[START Records provided]

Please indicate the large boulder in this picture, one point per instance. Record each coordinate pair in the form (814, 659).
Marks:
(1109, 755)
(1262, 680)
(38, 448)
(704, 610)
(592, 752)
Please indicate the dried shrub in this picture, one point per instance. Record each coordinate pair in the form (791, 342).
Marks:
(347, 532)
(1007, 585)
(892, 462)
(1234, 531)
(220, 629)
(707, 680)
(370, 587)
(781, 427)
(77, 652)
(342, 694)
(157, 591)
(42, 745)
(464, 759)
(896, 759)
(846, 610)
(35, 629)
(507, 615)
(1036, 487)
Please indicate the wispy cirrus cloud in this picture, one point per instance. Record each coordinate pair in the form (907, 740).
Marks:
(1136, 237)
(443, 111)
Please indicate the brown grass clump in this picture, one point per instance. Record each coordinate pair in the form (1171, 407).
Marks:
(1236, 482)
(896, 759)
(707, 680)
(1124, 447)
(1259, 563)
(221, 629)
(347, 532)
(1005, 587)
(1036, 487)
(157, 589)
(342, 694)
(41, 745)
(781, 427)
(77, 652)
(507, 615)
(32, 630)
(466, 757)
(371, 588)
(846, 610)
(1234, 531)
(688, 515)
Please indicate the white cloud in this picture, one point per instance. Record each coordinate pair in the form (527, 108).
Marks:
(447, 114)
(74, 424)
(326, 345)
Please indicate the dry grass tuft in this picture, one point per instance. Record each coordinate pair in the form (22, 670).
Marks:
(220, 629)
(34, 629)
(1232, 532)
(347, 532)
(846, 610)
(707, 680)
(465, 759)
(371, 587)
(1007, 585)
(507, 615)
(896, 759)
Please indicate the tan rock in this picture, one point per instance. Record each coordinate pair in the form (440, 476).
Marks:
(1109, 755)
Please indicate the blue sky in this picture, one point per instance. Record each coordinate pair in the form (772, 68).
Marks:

[END Records provided]

Render the data above as a Markdown table with two columns, Row and Line. Put each non-blank line in Line, number the lines in order under Row, and leave out blank lines.

**Worked solution**:
| Row | Line |
|---|---|
| 1 | Please indicate the large boulder in this picture, one point per instance. Record each coordinate pair in the form (814, 659). |
| 2 | Marks: |
| 3 | (1109, 755) |
| 4 | (1262, 680) |
| 5 | (38, 448) |
| 6 | (704, 610) |
| 7 | (592, 752) |
| 8 | Please indicate the dried shrub in this picture, one point per instance. Record each coordinate pair in the form (791, 342). |
| 9 | Marks: |
| 10 | (347, 532) |
| 11 | (1007, 585) |
| 12 | (892, 462) |
| 13 | (1234, 531) |
| 14 | (220, 629) |
| 15 | (707, 680) |
| 16 | (370, 587) |
| 17 | (781, 427) |
| 18 | (77, 652) |
| 19 | (342, 694) |
| 20 | (157, 591) |
| 21 | (42, 745) |
| 22 | (464, 759) |
| 23 | (896, 759) |
| 24 | (846, 610) |
| 25 | (35, 629) |
| 26 | (507, 615) |
| 27 | (1036, 487) |
| 28 | Please indicate the wispy cirrus cloud in this picture, one point per instance. Record each coordinate pair in the form (907, 740). |
| 29 | Marks: |
| 30 | (1136, 237) |
| 31 | (443, 111) |
| 32 | Please indicate the brown grass clump in this picture, one point per instance. Record each coordinate pair in the form (1171, 407). |
| 33 | Marks: |
| 34 | (1236, 482) |
| 35 | (896, 759) |
| 36 | (707, 680) |
| 37 | (1124, 447) |
| 38 | (1259, 563) |
| 39 | (221, 629) |
| 40 | (347, 532) |
| 41 | (1005, 587) |
| 42 | (1036, 487) |
| 43 | (157, 589) |
| 44 | (342, 694) |
| 45 | (41, 745) |
| 46 | (781, 427) |
| 47 | (77, 652) |
| 48 | (507, 615) |
| 49 | (32, 630) |
| 50 | (466, 757) |
| 51 | (371, 588) |
| 52 | (846, 610) |
| 53 | (1234, 531) |
| 54 | (688, 515) |
| 55 | Please indicate the white cloud in this picture, one point per instance. Record each coordinate pair in the form (527, 108). |
| 56 | Marks: |
| 57 | (447, 114) |
| 58 | (74, 424) |
| 59 | (326, 345) |
| 60 | Please indicate the dry grass tuft in this picture, one point per instance. Record each coordinate pair in the form (22, 670). |
| 61 | Marks: |
| 62 | (220, 629) |
| 63 | (34, 629) |
| 64 | (1232, 532) |
| 65 | (347, 532) |
| 66 | (846, 610) |
| 67 | (707, 680) |
| 68 | (465, 759) |
| 69 | (371, 587) |
| 70 | (1007, 585) |
| 71 | (507, 615) |
| 72 | (896, 759) |
| 73 | Please indicate the tan rock in this picture, one point per instance. Record each coordinate pair in the form (440, 476). |
| 74 | Marks: |
| 75 | (1109, 755) |
| 76 | Please indicate the blue sky in this picture, one point per instance. Record each coordinate pair in the form (772, 68). |
| 77 | Marks: |